EXTRACTED DATA Start Marker

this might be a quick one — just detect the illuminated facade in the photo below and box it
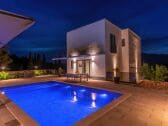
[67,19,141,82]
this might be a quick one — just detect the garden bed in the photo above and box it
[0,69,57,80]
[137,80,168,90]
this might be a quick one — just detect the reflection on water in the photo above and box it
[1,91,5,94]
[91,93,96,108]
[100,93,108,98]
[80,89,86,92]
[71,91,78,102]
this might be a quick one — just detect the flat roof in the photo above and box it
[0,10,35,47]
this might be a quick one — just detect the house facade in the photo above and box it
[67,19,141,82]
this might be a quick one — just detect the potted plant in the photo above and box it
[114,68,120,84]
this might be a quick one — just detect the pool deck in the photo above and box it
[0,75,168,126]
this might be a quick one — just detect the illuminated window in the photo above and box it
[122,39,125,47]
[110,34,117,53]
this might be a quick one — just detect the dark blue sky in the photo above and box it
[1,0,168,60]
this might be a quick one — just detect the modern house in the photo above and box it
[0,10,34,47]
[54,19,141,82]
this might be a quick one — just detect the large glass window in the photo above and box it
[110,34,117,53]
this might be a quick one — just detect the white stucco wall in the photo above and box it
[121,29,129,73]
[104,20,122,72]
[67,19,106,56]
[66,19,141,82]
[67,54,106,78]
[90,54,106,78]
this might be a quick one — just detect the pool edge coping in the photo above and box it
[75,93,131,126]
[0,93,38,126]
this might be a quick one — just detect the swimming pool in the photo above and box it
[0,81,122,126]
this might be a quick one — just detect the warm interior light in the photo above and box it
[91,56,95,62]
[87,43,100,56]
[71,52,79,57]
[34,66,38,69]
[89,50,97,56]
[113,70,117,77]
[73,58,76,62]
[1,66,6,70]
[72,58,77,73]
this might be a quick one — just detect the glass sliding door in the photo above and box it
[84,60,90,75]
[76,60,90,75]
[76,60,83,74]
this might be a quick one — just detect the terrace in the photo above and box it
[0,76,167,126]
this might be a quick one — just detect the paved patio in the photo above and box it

EXTRACTED DATA End Marker
EXTRACTED DATA Start Marker

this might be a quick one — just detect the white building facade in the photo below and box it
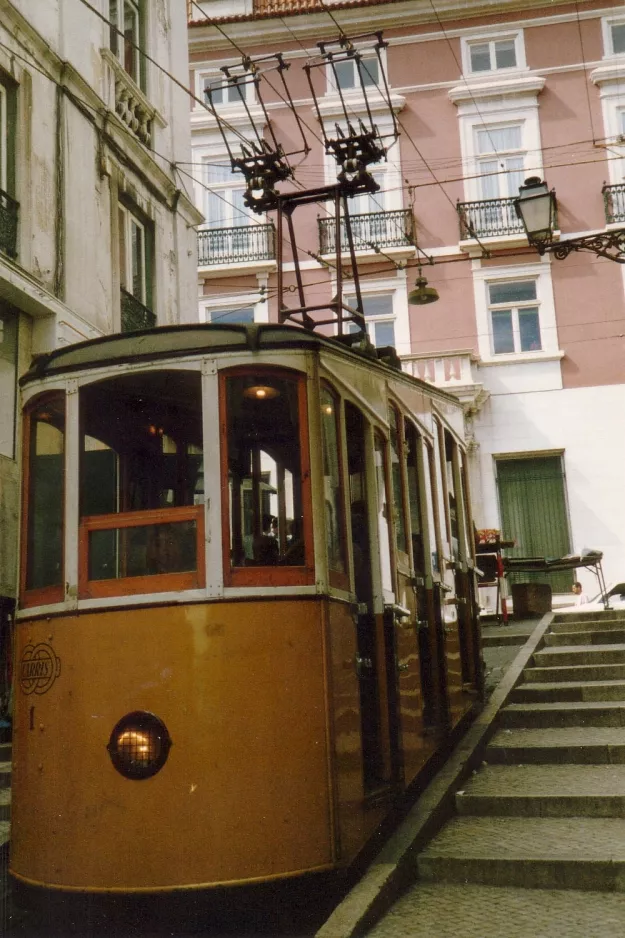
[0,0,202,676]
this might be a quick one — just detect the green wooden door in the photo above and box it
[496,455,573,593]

EXTRACTED DATA End Marker

EXERCISE AIM:
Return, with no change at all, every line in the entries above from the line containing "this might be a quick one — just detect the terrace" through the line containing "this might be a quick one — just detect the paved".

SOLUTION TO THIS EXERCISE:
this might be a quick one — just detect the terrace in the photo above and box it
[0,76,167,126]
this might be a quick one — just detect the paved patio in the photo above and box it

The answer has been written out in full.